**What you have to do**
Recreate the listing that follows line for line, without pictures.

**Extracted information**

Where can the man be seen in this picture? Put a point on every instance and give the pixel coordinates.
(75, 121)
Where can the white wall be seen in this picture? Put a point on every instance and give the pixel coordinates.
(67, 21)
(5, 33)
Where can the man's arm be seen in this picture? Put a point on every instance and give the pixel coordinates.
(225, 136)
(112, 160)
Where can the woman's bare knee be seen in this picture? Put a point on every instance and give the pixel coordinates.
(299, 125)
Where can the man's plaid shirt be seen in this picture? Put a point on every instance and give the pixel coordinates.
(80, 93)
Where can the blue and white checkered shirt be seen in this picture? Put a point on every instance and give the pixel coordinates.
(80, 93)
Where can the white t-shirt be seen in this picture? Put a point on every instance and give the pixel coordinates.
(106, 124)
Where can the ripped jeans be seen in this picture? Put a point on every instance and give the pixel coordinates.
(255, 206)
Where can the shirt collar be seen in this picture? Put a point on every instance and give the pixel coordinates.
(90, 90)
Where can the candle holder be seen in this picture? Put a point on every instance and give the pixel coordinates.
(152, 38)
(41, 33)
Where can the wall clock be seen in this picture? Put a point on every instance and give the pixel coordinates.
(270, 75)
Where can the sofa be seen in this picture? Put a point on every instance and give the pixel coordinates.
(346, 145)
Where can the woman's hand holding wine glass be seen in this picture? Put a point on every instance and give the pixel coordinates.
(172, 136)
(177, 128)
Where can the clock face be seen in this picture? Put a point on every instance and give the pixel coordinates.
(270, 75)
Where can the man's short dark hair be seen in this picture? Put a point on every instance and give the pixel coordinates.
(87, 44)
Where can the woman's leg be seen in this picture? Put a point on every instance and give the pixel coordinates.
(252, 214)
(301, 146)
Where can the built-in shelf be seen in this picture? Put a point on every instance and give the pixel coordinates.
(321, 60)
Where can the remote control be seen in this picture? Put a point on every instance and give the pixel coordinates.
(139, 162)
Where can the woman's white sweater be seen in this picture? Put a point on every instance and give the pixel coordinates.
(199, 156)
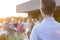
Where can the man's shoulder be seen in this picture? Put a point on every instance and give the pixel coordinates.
(38, 27)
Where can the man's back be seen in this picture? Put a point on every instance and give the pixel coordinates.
(49, 29)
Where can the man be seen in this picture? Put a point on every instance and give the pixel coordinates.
(49, 29)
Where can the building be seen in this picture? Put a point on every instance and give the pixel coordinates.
(32, 8)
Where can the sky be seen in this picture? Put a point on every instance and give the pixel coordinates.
(8, 7)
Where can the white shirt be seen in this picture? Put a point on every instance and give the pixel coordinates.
(49, 29)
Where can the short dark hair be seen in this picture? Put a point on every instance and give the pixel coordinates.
(48, 6)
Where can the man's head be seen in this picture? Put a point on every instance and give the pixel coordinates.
(47, 7)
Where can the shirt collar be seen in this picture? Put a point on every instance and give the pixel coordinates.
(48, 19)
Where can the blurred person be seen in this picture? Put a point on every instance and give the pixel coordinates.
(36, 22)
(49, 29)
(15, 25)
(29, 28)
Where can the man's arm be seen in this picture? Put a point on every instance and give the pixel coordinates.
(34, 35)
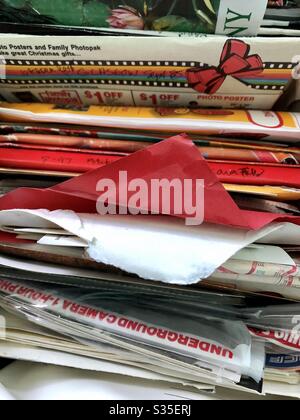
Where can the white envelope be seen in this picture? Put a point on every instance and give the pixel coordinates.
(154, 248)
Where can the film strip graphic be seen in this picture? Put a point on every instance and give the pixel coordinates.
(150, 73)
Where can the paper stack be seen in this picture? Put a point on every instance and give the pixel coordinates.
(197, 16)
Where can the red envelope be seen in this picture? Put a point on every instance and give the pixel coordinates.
(175, 158)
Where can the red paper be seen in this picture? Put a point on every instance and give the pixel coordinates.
(53, 160)
(175, 158)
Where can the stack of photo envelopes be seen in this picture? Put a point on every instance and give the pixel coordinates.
(215, 304)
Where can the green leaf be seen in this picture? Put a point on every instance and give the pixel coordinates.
(67, 12)
(178, 24)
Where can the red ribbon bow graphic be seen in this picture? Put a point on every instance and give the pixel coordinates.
(235, 61)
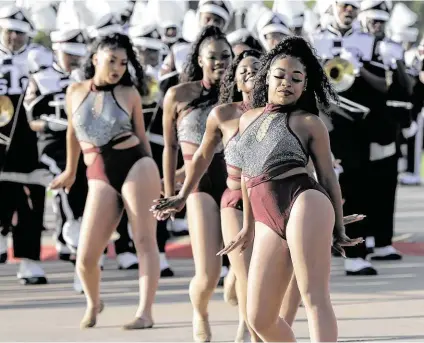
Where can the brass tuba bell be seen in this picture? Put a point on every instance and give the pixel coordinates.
(341, 73)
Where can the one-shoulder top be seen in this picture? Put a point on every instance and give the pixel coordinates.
(269, 142)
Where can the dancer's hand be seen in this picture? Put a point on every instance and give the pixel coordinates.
(340, 239)
(64, 180)
(353, 218)
(243, 239)
(167, 207)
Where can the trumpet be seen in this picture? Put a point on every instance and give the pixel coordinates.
(341, 74)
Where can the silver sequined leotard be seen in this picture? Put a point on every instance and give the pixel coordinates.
(100, 130)
(191, 127)
(269, 142)
(232, 155)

**Expected answer**
Where can the man be seen in this picture? Put a point on every instance and give the pixel coordinates.
(75, 121)
Where can the white wall be seen in this picture? Put a point on every instance and give the pixel coordinates.
(67, 21)
(5, 33)
Where can the man's arm be seen in this picture? Put a point on every instance and give the pixel coordinates.
(225, 136)
(112, 160)
Where can the woman's bare knee be seen in this picture? Put a point on every instance and give the pixel coordinates.
(299, 125)
Where can the man's plaid shirt be seen in this picture? Put a point on every instance and give the pixel coordinates.
(80, 93)
Where can the blue and white checkered shirt be seen in this picture? Put a point on every instance and give the pixel coordinates.
(80, 93)
Where can the white t-shirt be seen in this picture? Put a point on every instance and give the pixel coordinates.
(106, 124)
Where can the ripped jeans be seen in this picture? Put a point on every instance and give the pixel coordinates.
(255, 206)
Where can the shirt collar be seen in this picture? Put a point on every instance and give the pixel coordinates.
(90, 90)
Where can the candle holder be seen in this picture? Put a point on every instance and give the pixel coordinates.
(152, 38)
(41, 33)
Where can the wall clock be seen in this picture? Put a point on every instance and give the pixel coordinates.
(270, 75)
Where can the sofa be seen in this picture? Put a point on every instance and give the pixel coordinates.
(346, 145)
Where can the woman's hand holding wine glass be seen in this picture? Put a point on every instance and give the pixel coordinates.
(172, 136)
(177, 128)
Where can the clock face be seen in this picture? Put a point on every instance and give the pixel coordinates.
(270, 75)
Where can the man's short dark hair be seen in this picture? Put a point on every instance and give the pixel coordinates.
(87, 44)
Where can the woman's leg be seen in this picture? Put a point on every instance and give the pixel coordinates.
(252, 214)
(301, 146)
Where can the built-in shelf be seen in this picture? Put a point on every instance and give the pixel coordinates.
(321, 60)
Where can the remote control be seen in this picture? Put a point on every instance and give the pixel coordinates.
(139, 162)
Where can the woman's white sweater be seen in this picture? Put a point on every instance and give the pixel coordinates.
(199, 156)
Where can the man's shoulder be seen in this picture? Put a point on every instance and give the pixel coordinates.
(38, 27)
Where can the man's back be seen in this picture? Put a point on every instance and give the pixel coordinates.
(49, 29)
Where can the man be seen in this picture? Put a point on every instance and give the pixel coordinates.
(49, 29)
Where can the building be seen in this picture? Put a point on every instance and give the pixel coordinates.
(32, 8)
Where can the sky be seen in this picture? Put a point on every instance and give the pixel coordinates.
(8, 7)
Where can the white shirt be seen in this picture? Put a point on every instance and give the pixel coordinates.
(49, 29)
Where can the short dark hair be seen in this picture? Put a point on every instance and give the pixel coordinates.
(48, 6)
Where can the man's head be seen in this picture? Put a point on every instance and give the pixel coordinates.
(47, 7)
Where can the shirt collar be seen in this picture? Put a point on every instance and give the pixel coordinates.
(48, 19)
Where can the blurred person be seen in this picture? Put a point on every instance and give the pixel coordinates.
(36, 22)
(49, 29)
(15, 25)
(29, 28)
Where can the man's arm be seen in this picture? Put a point on every instance and give the pixel coordinates.
(34, 35)
Where can the white envelope be seen in this picture? Put a point on every instance and give the pixel coordinates.
(154, 248)
Where can the film strip graphic be seen in this picture? Put a point on every instance and give the pixel coordinates.
(150, 73)
Where can the paper stack be seen in this picture? Put a point on every instance and give the pixel coordinates.
(197, 16)
Where can the red envelope be seen in this picture? Put a point on every instance and give the pixel coordinates.
(175, 158)
Where can the red paper be seen in this picture? Put a point on every instance and give the pixel coordinates.
(53, 160)
(175, 158)
Where can the stack of photo envelopes be seen in this picture? Put a point on every instance and give the pixel coordinates.
(215, 304)
Where can the green leaf be seen in this picture? Put a point on every instance and give the pixel coordinates.
(67, 12)
(178, 24)
Where can the red ribbon bow graphic be seen in this picture? Put a point on every instance and give the pixel coordinates.
(235, 61)
Where can the brass tuba bell be seen in this picture? Put a point on every instance and give the pixel coordinates.
(341, 73)
Where can the one-shoulder top be seen in this picture? Put a point on every instance and give the pixel coordinates.
(269, 142)
Where can the dancer's hand be seen in this picture? Put a point on every instance and give the pixel coordinates.
(340, 239)
(64, 180)
(353, 218)
(243, 239)
(167, 207)
Where can the trumpet be seen in this picture? Put a point on every instance and give the pixel coordinates.
(341, 74)
Where can the silver sequined leotard be seen in this picture? Put a point on every instance and give the pixel coordinates.
(100, 130)
(191, 127)
(269, 142)
(232, 155)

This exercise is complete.